EXERCISE OBJECTIVE
Rewrite everything in the listing below, from the line containing "of the thin" down to the end, as a numbered list with blank lines left out.

Entries from a pointing dataset:
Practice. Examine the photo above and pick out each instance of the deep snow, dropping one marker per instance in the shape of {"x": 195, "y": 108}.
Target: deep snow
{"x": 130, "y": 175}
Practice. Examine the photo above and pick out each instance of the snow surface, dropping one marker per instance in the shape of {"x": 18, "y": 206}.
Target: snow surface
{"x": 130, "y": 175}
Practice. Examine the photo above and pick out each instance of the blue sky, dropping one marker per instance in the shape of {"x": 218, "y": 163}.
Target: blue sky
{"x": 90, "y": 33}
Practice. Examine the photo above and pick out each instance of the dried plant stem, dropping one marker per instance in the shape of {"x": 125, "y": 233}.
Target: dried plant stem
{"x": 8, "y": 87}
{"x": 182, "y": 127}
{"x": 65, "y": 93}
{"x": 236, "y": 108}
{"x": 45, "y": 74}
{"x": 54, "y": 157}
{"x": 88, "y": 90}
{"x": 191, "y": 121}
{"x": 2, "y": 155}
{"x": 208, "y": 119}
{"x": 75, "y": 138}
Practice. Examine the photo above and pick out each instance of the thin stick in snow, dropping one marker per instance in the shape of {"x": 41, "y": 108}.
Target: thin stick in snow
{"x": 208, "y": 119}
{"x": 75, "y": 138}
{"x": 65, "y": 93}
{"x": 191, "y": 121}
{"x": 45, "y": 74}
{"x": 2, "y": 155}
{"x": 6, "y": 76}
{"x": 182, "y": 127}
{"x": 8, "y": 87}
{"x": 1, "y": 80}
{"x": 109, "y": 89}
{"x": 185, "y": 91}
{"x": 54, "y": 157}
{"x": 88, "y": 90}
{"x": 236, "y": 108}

RIGHT ANSWER
1. Practice. Examine the photo above and pick out each instance of the thin stick in snow, dropping one marker per instance in the shape of {"x": 41, "y": 108}.
2. Target: thin stick in snow
3. {"x": 208, "y": 119}
4. {"x": 75, "y": 138}
5. {"x": 65, "y": 93}
6. {"x": 191, "y": 121}
7. {"x": 45, "y": 74}
8. {"x": 2, "y": 155}
9. {"x": 6, "y": 76}
10. {"x": 182, "y": 127}
11. {"x": 8, "y": 87}
12. {"x": 1, "y": 80}
13. {"x": 109, "y": 89}
14. {"x": 185, "y": 91}
15. {"x": 54, "y": 157}
16. {"x": 88, "y": 90}
17. {"x": 236, "y": 108}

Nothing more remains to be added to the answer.